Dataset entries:
========================================
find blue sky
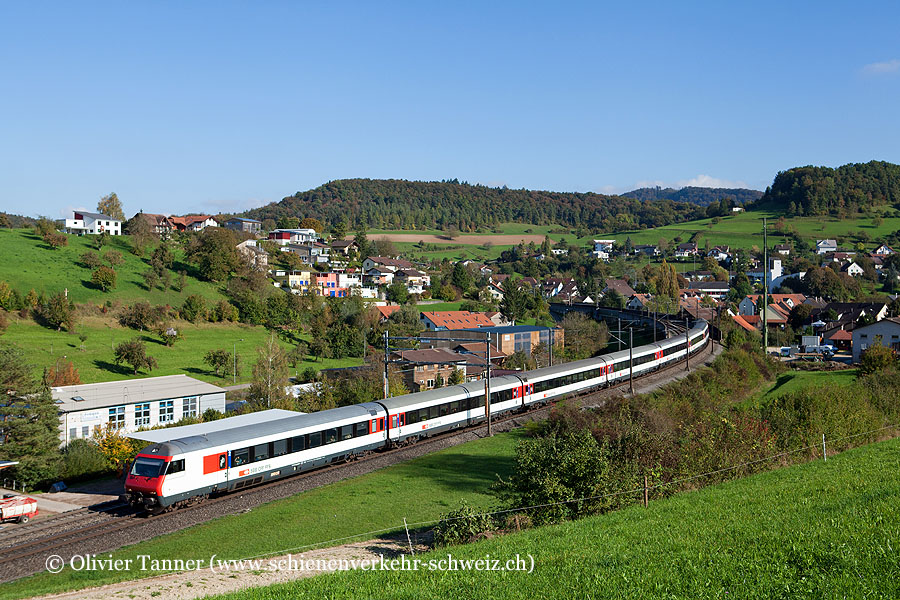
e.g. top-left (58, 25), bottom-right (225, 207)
top-left (1, 1), bottom-right (899, 219)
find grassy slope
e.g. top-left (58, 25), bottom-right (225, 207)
top-left (0, 430), bottom-right (523, 599)
top-left (1, 317), bottom-right (362, 385)
top-left (219, 436), bottom-right (900, 600)
top-left (749, 368), bottom-right (859, 406)
top-left (0, 228), bottom-right (227, 305)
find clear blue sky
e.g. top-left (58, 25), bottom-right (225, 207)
top-left (2, 1), bottom-right (899, 219)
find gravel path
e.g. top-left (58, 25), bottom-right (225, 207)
top-left (16, 343), bottom-right (720, 598)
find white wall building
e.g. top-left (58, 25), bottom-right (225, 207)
top-left (53, 375), bottom-right (226, 445)
top-left (64, 211), bottom-right (121, 236)
top-left (852, 317), bottom-right (900, 363)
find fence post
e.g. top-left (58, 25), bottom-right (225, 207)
top-left (822, 433), bottom-right (827, 462)
top-left (643, 474), bottom-right (649, 508)
top-left (403, 517), bottom-right (414, 555)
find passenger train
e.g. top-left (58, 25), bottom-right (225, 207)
top-left (124, 319), bottom-right (709, 512)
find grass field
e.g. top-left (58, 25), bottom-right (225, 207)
top-left (217, 435), bottom-right (900, 600)
top-left (0, 228), bottom-right (228, 305)
top-left (747, 368), bottom-right (859, 406)
top-left (0, 430), bottom-right (523, 599)
top-left (1, 317), bottom-right (362, 385)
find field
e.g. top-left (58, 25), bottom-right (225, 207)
top-left (0, 430), bottom-right (523, 599)
top-left (1, 317), bottom-right (362, 385)
top-left (749, 368), bottom-right (859, 405)
top-left (218, 435), bottom-right (900, 600)
top-left (0, 228), bottom-right (227, 305)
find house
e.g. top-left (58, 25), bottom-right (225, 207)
top-left (707, 246), bottom-right (731, 262)
top-left (551, 248), bottom-right (568, 256)
top-left (452, 342), bottom-right (507, 366)
top-left (374, 305), bottom-right (402, 323)
top-left (731, 314), bottom-right (758, 333)
top-left (739, 294), bottom-right (806, 316)
top-left (330, 239), bottom-right (358, 256)
top-left (541, 277), bottom-right (576, 299)
top-left (225, 217), bottom-right (261, 234)
top-left (592, 240), bottom-right (615, 260)
top-left (394, 269), bottom-right (430, 294)
top-left (420, 311), bottom-right (495, 331)
top-left (53, 375), bottom-right (226, 445)
top-left (603, 278), bottom-right (636, 299)
top-left (462, 325), bottom-right (564, 356)
top-left (747, 257), bottom-right (783, 289)
top-left (487, 282), bottom-right (505, 301)
top-left (236, 239), bottom-right (268, 270)
top-left (627, 293), bottom-right (652, 310)
top-left (816, 239), bottom-right (838, 255)
top-left (874, 244), bottom-right (894, 256)
top-left (268, 228), bottom-right (318, 245)
top-left (390, 349), bottom-right (466, 391)
top-left (674, 242), bottom-right (698, 258)
top-left (851, 317), bottom-right (900, 363)
top-left (826, 328), bottom-right (853, 352)
top-left (634, 244), bottom-right (660, 257)
top-left (684, 281), bottom-right (730, 299)
top-left (732, 206), bottom-right (744, 213)
top-left (362, 256), bottom-right (416, 273)
top-left (484, 311), bottom-right (513, 327)
top-left (774, 244), bottom-right (791, 256)
top-left (841, 262), bottom-right (865, 277)
top-left (132, 212), bottom-right (173, 236)
top-left (364, 267), bottom-right (395, 286)
top-left (64, 211), bottom-right (121, 236)
top-left (169, 215), bottom-right (218, 231)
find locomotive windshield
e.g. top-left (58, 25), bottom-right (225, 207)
top-left (131, 457), bottom-right (166, 478)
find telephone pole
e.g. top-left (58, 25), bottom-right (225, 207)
top-left (763, 218), bottom-right (768, 354)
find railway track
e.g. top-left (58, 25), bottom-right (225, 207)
top-left (0, 339), bottom-right (717, 582)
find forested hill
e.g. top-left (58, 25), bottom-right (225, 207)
top-left (758, 160), bottom-right (900, 216)
top-left (243, 179), bottom-right (706, 233)
top-left (622, 186), bottom-right (762, 206)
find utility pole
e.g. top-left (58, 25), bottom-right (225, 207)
top-left (383, 330), bottom-right (389, 399)
top-left (549, 328), bottom-right (554, 366)
top-left (763, 218), bottom-right (768, 354)
top-left (617, 318), bottom-right (622, 351)
top-left (629, 328), bottom-right (634, 396)
top-left (685, 318), bottom-right (690, 371)
top-left (485, 332), bottom-right (492, 436)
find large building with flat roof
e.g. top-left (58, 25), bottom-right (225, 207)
top-left (53, 375), bottom-right (226, 445)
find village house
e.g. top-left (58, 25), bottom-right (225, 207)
top-left (362, 256), bottom-right (416, 273)
top-left (169, 215), bottom-right (218, 231)
top-left (816, 239), bottom-right (838, 255)
top-left (674, 242), bottom-right (699, 258)
top-left (774, 244), bottom-right (791, 256)
top-left (592, 240), bottom-right (615, 261)
top-left (65, 211), bottom-right (121, 236)
top-left (225, 217), bottom-right (262, 234)
top-left (394, 269), bottom-right (430, 294)
top-left (330, 239), bottom-right (358, 256)
top-left (873, 244), bottom-right (894, 256)
top-left (235, 239), bottom-right (268, 270)
top-left (131, 212), bottom-right (173, 236)
top-left (420, 311), bottom-right (495, 331)
top-left (390, 349), bottom-right (466, 391)
top-left (268, 228), bottom-right (318, 245)
top-left (738, 294), bottom-right (806, 317)
top-left (851, 317), bottom-right (900, 363)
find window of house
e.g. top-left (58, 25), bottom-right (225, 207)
top-left (135, 403), bottom-right (151, 426)
top-left (159, 400), bottom-right (174, 423)
top-left (108, 406), bottom-right (125, 429)
top-left (427, 379), bottom-right (435, 388)
top-left (82, 426), bottom-right (89, 438)
top-left (70, 427), bottom-right (77, 439)
top-left (182, 397), bottom-right (198, 418)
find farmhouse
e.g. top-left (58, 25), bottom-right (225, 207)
top-left (169, 215), bottom-right (218, 231)
top-left (53, 375), bottom-right (226, 445)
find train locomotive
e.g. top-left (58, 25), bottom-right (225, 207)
top-left (124, 319), bottom-right (709, 513)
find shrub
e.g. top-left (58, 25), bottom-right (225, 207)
top-left (119, 301), bottom-right (167, 331)
top-left (91, 266), bottom-right (117, 292)
top-left (80, 251), bottom-right (102, 269)
top-left (61, 439), bottom-right (112, 481)
top-left (180, 294), bottom-right (206, 322)
top-left (432, 501), bottom-right (496, 547)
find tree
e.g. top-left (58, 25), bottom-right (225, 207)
top-left (44, 359), bottom-right (81, 386)
top-left (80, 251), bottom-right (102, 269)
top-left (386, 282), bottom-right (409, 305)
top-left (448, 367), bottom-right (465, 385)
top-left (180, 294), bottom-right (206, 322)
top-left (93, 425), bottom-right (142, 472)
top-left (0, 345), bottom-right (61, 489)
top-left (248, 335), bottom-right (290, 407)
top-left (858, 343), bottom-right (897, 377)
top-left (156, 323), bottom-right (181, 347)
top-left (114, 338), bottom-right (158, 374)
top-left (91, 266), bottom-right (117, 292)
top-left (277, 216), bottom-right (300, 229)
top-left (0, 214), bottom-right (9, 228)
top-left (125, 213), bottom-right (155, 255)
top-left (185, 228), bottom-right (241, 282)
top-left (38, 291), bottom-right (76, 331)
top-left (499, 278), bottom-right (527, 323)
top-left (451, 262), bottom-right (473, 292)
top-left (141, 269), bottom-right (159, 291)
top-left (45, 232), bottom-right (68, 249)
top-left (299, 217), bottom-right (324, 233)
top-left (287, 342), bottom-right (308, 367)
top-left (102, 249), bottom-right (123, 267)
top-left (332, 220), bottom-right (348, 240)
top-left (656, 260), bottom-right (679, 300)
top-left (203, 348), bottom-right (232, 377)
top-left (150, 243), bottom-right (175, 273)
top-left (97, 192), bottom-right (125, 221)
top-left (560, 312), bottom-right (609, 360)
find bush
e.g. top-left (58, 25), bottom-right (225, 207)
top-left (119, 301), bottom-right (167, 331)
top-left (91, 266), bottom-right (117, 292)
top-left (80, 251), bottom-right (102, 269)
top-left (61, 439), bottom-right (112, 481)
top-left (180, 294), bottom-right (206, 322)
top-left (433, 501), bottom-right (496, 547)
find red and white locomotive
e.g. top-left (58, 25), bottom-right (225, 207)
top-left (124, 320), bottom-right (709, 512)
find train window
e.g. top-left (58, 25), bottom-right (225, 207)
top-left (391, 415), bottom-right (399, 428)
top-left (309, 432), bottom-right (322, 448)
top-left (166, 459), bottom-right (185, 474)
top-left (252, 443), bottom-right (269, 462)
top-left (449, 401), bottom-right (460, 413)
top-left (378, 418), bottom-right (385, 430)
top-left (232, 448), bottom-right (249, 467)
top-left (341, 426), bottom-right (354, 441)
top-left (355, 422), bottom-right (368, 437)
top-left (324, 429), bottom-right (338, 444)
top-left (291, 435), bottom-right (305, 452)
top-left (429, 405), bottom-right (440, 419)
top-left (273, 439), bottom-right (288, 457)
top-left (439, 403), bottom-right (450, 417)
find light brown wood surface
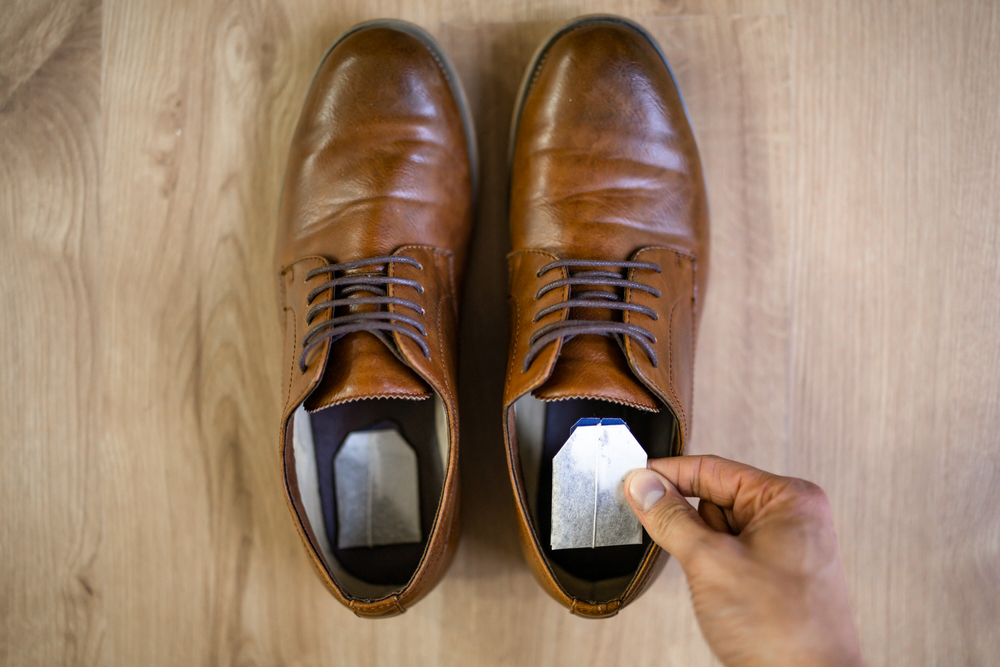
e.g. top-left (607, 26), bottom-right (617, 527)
top-left (1, 0), bottom-right (997, 664)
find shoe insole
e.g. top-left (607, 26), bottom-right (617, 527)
top-left (308, 399), bottom-right (443, 586)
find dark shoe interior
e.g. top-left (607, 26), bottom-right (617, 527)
top-left (518, 396), bottom-right (677, 597)
top-left (306, 398), bottom-right (444, 589)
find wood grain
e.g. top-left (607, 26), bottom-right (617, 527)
top-left (1, 0), bottom-right (998, 665)
top-left (0, 2), bottom-right (103, 665)
top-left (789, 2), bottom-right (1000, 664)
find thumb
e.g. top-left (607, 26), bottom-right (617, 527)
top-left (626, 468), bottom-right (715, 566)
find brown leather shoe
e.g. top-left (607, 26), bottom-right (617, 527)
top-left (275, 20), bottom-right (475, 618)
top-left (504, 15), bottom-right (709, 617)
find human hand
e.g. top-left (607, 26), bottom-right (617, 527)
top-left (625, 456), bottom-right (863, 667)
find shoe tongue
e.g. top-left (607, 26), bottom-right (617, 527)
top-left (304, 261), bottom-right (432, 411)
top-left (532, 334), bottom-right (661, 411)
top-left (305, 332), bottom-right (431, 411)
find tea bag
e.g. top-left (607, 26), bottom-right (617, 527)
top-left (550, 418), bottom-right (647, 550)
top-left (334, 428), bottom-right (422, 549)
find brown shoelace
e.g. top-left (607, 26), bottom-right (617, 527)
top-left (522, 259), bottom-right (661, 372)
top-left (299, 256), bottom-right (429, 371)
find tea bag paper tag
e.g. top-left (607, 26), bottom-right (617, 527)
top-left (551, 418), bottom-right (647, 550)
top-left (334, 428), bottom-right (422, 549)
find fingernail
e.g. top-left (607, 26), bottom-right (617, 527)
top-left (629, 469), bottom-right (666, 511)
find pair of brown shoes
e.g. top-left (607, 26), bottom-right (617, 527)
top-left (275, 15), bottom-right (709, 619)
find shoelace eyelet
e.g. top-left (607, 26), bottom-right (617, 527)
top-left (522, 259), bottom-right (661, 372)
top-left (298, 255), bottom-right (431, 372)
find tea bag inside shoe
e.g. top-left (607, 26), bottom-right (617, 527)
top-left (291, 396), bottom-right (445, 594)
top-left (550, 418), bottom-right (647, 550)
top-left (334, 427), bottom-right (422, 549)
top-left (513, 393), bottom-right (675, 588)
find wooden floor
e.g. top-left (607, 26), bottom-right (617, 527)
top-left (2, 0), bottom-right (998, 664)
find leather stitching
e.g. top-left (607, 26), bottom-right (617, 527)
top-left (281, 273), bottom-right (295, 412)
top-left (434, 252), bottom-right (456, 402)
top-left (285, 301), bottom-right (297, 411)
top-left (504, 251), bottom-right (575, 601)
top-left (435, 271), bottom-right (450, 398)
top-left (505, 249), bottom-right (566, 388)
top-left (427, 47), bottom-right (452, 89)
top-left (505, 291), bottom-right (519, 401)
top-left (505, 250), bottom-right (559, 399)
top-left (390, 247), bottom-right (460, 587)
top-left (386, 245), bottom-right (459, 597)
top-left (628, 246), bottom-right (696, 450)
top-left (307, 391), bottom-right (431, 410)
top-left (536, 393), bottom-right (658, 412)
top-left (665, 297), bottom-right (686, 425)
top-left (279, 254), bottom-right (329, 276)
top-left (391, 244), bottom-right (454, 364)
top-left (686, 254), bottom-right (698, 455)
top-left (285, 257), bottom-right (332, 413)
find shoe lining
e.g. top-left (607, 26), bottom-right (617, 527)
top-left (290, 396), bottom-right (448, 600)
top-left (514, 394), bottom-right (676, 601)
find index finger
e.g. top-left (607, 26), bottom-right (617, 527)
top-left (647, 455), bottom-right (777, 511)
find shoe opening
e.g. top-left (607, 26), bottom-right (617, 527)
top-left (512, 393), bottom-right (677, 602)
top-left (287, 395), bottom-right (449, 600)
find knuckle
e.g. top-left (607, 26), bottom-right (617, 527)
top-left (789, 479), bottom-right (833, 517)
top-left (689, 457), bottom-right (706, 496)
top-left (646, 501), bottom-right (698, 541)
top-left (648, 501), bottom-right (691, 533)
top-left (796, 480), bottom-right (829, 502)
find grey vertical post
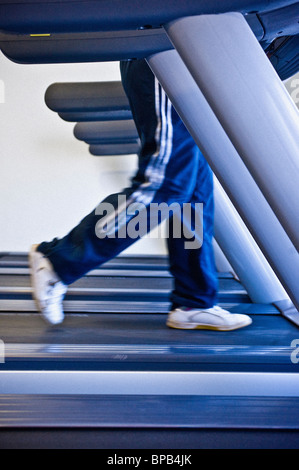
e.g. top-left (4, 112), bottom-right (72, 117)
top-left (165, 13), bottom-right (299, 252)
top-left (147, 49), bottom-right (299, 310)
top-left (214, 178), bottom-right (288, 304)
top-left (212, 239), bottom-right (234, 275)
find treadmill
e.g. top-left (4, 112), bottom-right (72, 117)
top-left (0, 252), bottom-right (299, 449)
top-left (0, 0), bottom-right (299, 449)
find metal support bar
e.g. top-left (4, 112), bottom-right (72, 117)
top-left (212, 239), bottom-right (234, 275)
top-left (147, 49), bottom-right (299, 310)
top-left (213, 179), bottom-right (287, 304)
top-left (165, 13), bottom-right (299, 252)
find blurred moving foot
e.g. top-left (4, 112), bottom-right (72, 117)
top-left (29, 245), bottom-right (67, 325)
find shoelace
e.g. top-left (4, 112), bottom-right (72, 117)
top-left (206, 306), bottom-right (230, 315)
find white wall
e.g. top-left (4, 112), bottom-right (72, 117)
top-left (0, 52), bottom-right (167, 254)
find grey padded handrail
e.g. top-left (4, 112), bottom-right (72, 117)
top-left (45, 82), bottom-right (130, 113)
top-left (45, 81), bottom-right (134, 122)
top-left (90, 143), bottom-right (141, 156)
top-left (74, 121), bottom-right (139, 145)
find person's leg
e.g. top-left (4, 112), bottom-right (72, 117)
top-left (167, 145), bottom-right (218, 310)
top-left (36, 188), bottom-right (150, 286)
top-left (31, 59), bottom-right (251, 329)
top-left (29, 59), bottom-right (177, 324)
top-left (35, 59), bottom-right (199, 287)
top-left (35, 59), bottom-right (174, 287)
top-left (159, 106), bottom-right (251, 330)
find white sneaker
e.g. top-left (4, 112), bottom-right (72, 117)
top-left (29, 245), bottom-right (67, 325)
top-left (167, 305), bottom-right (252, 331)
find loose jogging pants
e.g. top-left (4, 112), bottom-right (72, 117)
top-left (38, 60), bottom-right (218, 309)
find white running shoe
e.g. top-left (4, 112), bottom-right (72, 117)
top-left (29, 245), bottom-right (67, 325)
top-left (167, 305), bottom-right (252, 331)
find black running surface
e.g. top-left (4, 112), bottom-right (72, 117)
top-left (1, 394), bottom-right (299, 429)
top-left (1, 253), bottom-right (299, 448)
top-left (0, 254), bottom-right (254, 311)
top-left (0, 312), bottom-right (297, 372)
top-left (0, 253), bottom-right (297, 372)
top-left (1, 394), bottom-right (299, 449)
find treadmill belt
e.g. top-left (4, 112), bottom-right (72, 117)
top-left (0, 253), bottom-right (254, 313)
top-left (0, 312), bottom-right (297, 372)
top-left (1, 253), bottom-right (299, 449)
top-left (0, 252), bottom-right (288, 308)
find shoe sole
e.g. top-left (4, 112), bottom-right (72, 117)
top-left (166, 317), bottom-right (252, 331)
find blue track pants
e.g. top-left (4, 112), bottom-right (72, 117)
top-left (38, 60), bottom-right (218, 309)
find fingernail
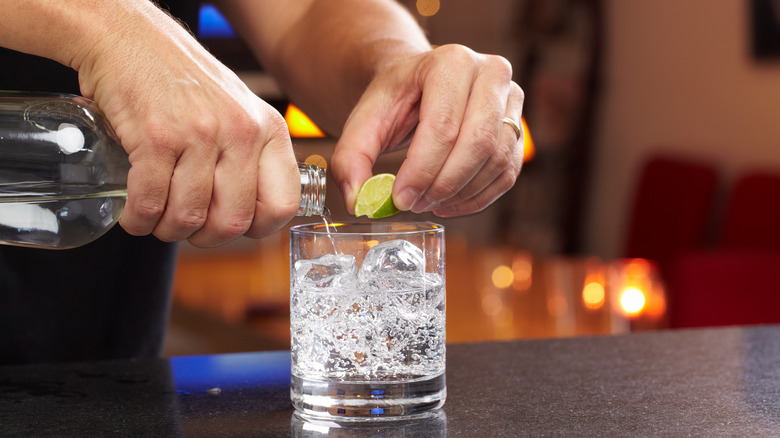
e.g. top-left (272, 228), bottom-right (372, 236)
top-left (341, 181), bottom-right (354, 199)
top-left (432, 206), bottom-right (456, 217)
top-left (341, 181), bottom-right (356, 212)
top-left (396, 188), bottom-right (419, 211)
top-left (411, 194), bottom-right (437, 213)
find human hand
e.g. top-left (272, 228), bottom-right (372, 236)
top-left (331, 44), bottom-right (524, 217)
top-left (76, 2), bottom-right (300, 247)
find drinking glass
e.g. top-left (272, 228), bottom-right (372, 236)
top-left (290, 222), bottom-right (446, 421)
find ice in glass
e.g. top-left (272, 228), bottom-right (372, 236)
top-left (290, 222), bottom-right (446, 420)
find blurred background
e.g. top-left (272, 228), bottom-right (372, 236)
top-left (164, 0), bottom-right (780, 356)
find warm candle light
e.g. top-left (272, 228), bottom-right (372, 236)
top-left (582, 282), bottom-right (606, 310)
top-left (619, 287), bottom-right (646, 315)
top-left (608, 258), bottom-right (665, 322)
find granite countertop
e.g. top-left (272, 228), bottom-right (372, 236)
top-left (2, 325), bottom-right (780, 436)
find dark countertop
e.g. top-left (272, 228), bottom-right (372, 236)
top-left (2, 325), bottom-right (780, 437)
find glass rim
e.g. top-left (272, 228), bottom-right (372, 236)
top-left (290, 221), bottom-right (444, 236)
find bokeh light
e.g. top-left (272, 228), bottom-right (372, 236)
top-left (304, 154), bottom-right (327, 169)
top-left (491, 265), bottom-right (514, 289)
top-left (582, 282), bottom-right (606, 310)
top-left (416, 0), bottom-right (440, 16)
top-left (619, 287), bottom-right (646, 315)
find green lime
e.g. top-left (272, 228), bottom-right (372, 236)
top-left (354, 173), bottom-right (401, 219)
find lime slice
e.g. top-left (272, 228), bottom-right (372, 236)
top-left (354, 173), bottom-right (400, 218)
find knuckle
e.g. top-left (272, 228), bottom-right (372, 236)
top-left (172, 209), bottom-right (208, 232)
top-left (428, 113), bottom-right (461, 145)
top-left (496, 168), bottom-right (518, 193)
top-left (438, 43), bottom-right (475, 61)
top-left (262, 107), bottom-right (289, 140)
top-left (485, 54), bottom-right (513, 80)
top-left (492, 146), bottom-right (513, 171)
top-left (429, 179), bottom-right (459, 201)
top-left (511, 81), bottom-right (525, 101)
top-left (191, 113), bottom-right (220, 141)
top-left (234, 113), bottom-right (263, 143)
top-left (215, 214), bottom-right (254, 241)
top-left (470, 125), bottom-right (500, 158)
top-left (134, 197), bottom-right (166, 220)
top-left (144, 121), bottom-right (180, 157)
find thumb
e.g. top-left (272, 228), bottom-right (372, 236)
top-left (330, 102), bottom-right (385, 215)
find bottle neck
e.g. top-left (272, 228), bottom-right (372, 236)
top-left (297, 163), bottom-right (326, 216)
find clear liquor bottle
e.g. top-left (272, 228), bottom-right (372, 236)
top-left (0, 92), bottom-right (326, 249)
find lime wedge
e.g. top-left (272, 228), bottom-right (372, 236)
top-left (354, 173), bottom-right (400, 219)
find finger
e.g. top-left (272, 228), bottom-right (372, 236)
top-left (393, 47), bottom-right (477, 212)
top-left (119, 136), bottom-right (176, 236)
top-left (245, 121), bottom-right (300, 239)
top-left (331, 81), bottom-right (420, 215)
top-left (408, 55), bottom-right (513, 213)
top-left (330, 110), bottom-right (383, 215)
top-left (186, 116), bottom-right (263, 247)
top-left (432, 167), bottom-right (518, 217)
top-left (151, 139), bottom-right (217, 242)
top-left (434, 80), bottom-right (524, 210)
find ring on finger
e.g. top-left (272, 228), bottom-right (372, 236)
top-left (502, 117), bottom-right (522, 142)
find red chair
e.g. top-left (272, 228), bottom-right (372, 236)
top-left (722, 172), bottom-right (780, 250)
top-left (668, 249), bottom-right (780, 328)
top-left (624, 154), bottom-right (718, 278)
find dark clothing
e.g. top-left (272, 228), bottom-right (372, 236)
top-left (0, 1), bottom-right (198, 364)
top-left (0, 228), bottom-right (178, 364)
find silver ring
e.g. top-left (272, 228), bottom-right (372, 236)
top-left (502, 117), bottom-right (522, 142)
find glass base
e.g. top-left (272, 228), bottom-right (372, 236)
top-left (291, 373), bottom-right (446, 421)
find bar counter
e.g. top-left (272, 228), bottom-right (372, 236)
top-left (3, 325), bottom-right (780, 436)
========================================
Requirement: When a line among the entries contains "locomotive", pull that line out.

Solution for this exercise:
find locomotive windshield
find train locomotive
find red and white locomotive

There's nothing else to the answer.